Trabajo requerido – Traduce al inglés la siguiente oración del fragmento sobre la mujer sorprendida en adulterio: "El evangelio de hoy nos presenta a una mujer sorprendida en adulterio que es llevada ante Jesús para ser lapidada."

Fragmento seleccionado –
El evangelio de hoy nos presenta a una mujer sorprendida en adulterio que es llevada ante Jesús para ser lapidada. Algunos han querido ver en la actitud de Jesús el primer alegato feminista de la historia. Sin embargo, la actitud de Jesús no es entrar en una interpretación legal del asunto, ni discutir la razón o sinrazón de la ley de Moisés que castiga a los adúlteros.

Tampoco indaga en los orígenes culturales o biológicos del adulterio para ver si deriva del patriarcado o de un gen machista. No se inventa una "teoría de género", ni pretende llenar Jerusalén de carteles y manifestaciones igualitarios. Cuando se agacha a escribir en el suelo no está pensando en sustituir Sanedrín por "sanedrina" o Dios por "diosa", ni escribe "aborto libre" como panacea a los problemas de las mujeres. Jesús sabe bien que en el mundo grecolatino (donde había dioses y diosas, se practicaban abortos a mansalva, y existía el género neutro en las declinaciones) la situación de la mujer no era mejor que la de la mujer judía.

Jesús tampoco sermonea al personal ni reprocha a nadie su actitud. No se pone de parte del marido cornudo y los jueces, pero tampoco los acusa de machismo patriarcal. Y no se pone de parte de la mujer (como algunos pretenden), pues no niega su culpabilidad diciendo: "no has pecado", "el adulterio no es malo" o "no eres culpable". Pero tampoco la condena.

Información mostrada –
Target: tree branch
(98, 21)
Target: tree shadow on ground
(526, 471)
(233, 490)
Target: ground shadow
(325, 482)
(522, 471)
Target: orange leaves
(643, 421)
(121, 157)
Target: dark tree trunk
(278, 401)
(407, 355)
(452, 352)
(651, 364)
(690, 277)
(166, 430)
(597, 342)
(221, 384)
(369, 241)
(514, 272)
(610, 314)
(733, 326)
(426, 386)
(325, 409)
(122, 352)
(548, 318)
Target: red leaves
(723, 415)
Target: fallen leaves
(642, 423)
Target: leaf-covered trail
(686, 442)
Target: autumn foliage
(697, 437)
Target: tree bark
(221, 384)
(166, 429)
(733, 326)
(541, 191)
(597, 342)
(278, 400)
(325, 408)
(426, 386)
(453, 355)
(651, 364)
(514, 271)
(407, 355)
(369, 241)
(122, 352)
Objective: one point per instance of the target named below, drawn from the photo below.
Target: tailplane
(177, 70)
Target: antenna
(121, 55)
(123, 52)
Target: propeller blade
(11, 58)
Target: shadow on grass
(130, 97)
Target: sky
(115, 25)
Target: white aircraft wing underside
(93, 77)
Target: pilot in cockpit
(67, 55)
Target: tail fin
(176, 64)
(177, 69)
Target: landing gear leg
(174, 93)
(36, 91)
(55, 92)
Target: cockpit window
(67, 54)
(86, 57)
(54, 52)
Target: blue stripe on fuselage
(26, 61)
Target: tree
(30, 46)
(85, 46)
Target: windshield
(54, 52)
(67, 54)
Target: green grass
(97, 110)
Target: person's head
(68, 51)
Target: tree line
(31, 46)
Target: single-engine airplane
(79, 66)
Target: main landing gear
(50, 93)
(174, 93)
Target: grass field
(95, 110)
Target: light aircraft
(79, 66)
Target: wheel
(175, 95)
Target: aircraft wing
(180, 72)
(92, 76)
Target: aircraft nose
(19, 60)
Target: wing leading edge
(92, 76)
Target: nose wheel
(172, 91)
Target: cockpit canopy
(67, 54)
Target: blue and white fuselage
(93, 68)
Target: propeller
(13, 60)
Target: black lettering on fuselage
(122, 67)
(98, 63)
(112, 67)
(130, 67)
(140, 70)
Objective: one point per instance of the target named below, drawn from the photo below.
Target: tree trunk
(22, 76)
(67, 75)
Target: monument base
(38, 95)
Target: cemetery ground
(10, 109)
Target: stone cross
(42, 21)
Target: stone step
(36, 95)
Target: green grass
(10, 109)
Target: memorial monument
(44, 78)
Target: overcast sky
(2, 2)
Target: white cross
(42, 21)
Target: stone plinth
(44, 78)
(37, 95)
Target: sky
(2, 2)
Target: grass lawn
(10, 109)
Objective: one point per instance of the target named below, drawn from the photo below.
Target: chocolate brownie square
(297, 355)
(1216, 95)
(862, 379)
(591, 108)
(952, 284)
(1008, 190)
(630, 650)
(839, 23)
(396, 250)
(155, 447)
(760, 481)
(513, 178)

---

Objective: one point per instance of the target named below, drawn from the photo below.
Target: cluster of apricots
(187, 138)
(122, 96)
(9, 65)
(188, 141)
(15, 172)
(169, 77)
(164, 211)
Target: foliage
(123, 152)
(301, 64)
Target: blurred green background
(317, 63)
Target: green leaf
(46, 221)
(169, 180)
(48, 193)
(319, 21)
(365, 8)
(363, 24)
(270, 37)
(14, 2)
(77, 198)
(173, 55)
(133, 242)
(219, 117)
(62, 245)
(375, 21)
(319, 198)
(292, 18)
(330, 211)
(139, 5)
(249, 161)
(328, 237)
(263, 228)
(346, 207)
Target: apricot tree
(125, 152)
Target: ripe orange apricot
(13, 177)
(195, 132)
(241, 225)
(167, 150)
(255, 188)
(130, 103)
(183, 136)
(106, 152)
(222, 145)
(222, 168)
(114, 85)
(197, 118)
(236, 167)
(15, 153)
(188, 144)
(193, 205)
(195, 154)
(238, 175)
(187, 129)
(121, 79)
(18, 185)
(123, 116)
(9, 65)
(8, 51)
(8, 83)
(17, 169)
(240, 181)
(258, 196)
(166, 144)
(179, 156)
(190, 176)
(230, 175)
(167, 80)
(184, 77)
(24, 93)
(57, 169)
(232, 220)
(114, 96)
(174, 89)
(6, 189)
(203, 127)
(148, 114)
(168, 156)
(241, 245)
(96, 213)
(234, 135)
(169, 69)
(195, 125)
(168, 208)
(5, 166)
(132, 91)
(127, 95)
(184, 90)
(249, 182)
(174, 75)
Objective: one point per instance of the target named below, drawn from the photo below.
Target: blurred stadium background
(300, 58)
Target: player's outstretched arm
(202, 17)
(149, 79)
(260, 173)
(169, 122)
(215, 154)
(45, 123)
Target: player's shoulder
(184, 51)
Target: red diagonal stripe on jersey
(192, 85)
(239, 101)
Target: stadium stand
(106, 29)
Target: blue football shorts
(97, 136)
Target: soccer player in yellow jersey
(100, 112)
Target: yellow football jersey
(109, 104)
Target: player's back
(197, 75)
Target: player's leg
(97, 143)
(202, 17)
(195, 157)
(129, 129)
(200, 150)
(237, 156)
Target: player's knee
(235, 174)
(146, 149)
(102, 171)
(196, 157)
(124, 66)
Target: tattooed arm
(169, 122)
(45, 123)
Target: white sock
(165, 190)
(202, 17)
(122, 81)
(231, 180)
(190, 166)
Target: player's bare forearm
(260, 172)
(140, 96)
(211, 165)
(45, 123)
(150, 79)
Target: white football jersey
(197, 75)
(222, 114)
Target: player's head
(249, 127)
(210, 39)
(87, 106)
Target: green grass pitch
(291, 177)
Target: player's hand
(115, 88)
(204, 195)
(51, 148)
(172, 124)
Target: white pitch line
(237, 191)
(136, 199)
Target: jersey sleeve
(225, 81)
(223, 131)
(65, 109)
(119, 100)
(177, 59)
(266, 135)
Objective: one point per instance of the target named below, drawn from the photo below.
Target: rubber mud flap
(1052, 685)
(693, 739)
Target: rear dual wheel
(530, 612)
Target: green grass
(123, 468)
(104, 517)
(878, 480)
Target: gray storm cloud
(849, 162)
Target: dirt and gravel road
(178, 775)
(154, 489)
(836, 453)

==

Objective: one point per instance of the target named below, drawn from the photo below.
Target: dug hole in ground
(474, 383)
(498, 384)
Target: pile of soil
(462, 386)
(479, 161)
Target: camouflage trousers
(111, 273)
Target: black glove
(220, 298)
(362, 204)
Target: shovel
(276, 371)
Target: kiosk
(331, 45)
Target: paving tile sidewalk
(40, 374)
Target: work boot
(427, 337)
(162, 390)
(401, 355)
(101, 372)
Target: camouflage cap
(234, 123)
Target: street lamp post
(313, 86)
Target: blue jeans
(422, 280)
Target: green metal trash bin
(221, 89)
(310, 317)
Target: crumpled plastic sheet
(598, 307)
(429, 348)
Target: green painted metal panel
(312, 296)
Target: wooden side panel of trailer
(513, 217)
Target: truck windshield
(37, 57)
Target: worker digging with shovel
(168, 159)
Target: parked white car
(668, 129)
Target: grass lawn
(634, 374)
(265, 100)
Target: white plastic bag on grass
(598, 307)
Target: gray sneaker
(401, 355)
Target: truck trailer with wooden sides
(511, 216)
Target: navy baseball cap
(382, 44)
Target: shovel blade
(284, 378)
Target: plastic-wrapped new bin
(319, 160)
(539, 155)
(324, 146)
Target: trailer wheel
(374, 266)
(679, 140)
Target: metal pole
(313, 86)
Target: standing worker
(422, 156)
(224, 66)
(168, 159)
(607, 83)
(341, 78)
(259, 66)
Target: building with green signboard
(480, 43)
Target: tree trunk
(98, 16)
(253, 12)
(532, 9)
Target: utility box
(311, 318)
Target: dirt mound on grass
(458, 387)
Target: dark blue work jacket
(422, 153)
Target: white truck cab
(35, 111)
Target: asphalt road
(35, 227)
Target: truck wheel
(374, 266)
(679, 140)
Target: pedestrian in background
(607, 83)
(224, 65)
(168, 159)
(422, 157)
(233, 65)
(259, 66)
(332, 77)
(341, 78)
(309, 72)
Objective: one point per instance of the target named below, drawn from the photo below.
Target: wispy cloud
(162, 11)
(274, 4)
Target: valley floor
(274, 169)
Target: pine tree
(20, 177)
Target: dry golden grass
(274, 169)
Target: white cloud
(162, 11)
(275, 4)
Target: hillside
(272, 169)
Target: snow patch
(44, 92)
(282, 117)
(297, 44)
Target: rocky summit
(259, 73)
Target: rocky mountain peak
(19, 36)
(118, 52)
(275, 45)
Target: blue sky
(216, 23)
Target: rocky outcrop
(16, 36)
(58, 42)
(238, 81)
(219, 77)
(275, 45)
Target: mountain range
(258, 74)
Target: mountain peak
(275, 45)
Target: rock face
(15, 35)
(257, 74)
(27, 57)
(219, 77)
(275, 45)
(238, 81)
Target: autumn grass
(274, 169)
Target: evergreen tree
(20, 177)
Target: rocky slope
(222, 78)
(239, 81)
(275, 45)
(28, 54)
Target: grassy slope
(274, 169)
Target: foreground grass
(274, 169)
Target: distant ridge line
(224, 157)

Resultado esperado – Today's gospel presents us with a woman caught in adultery who is brought before Jesus to be stoned.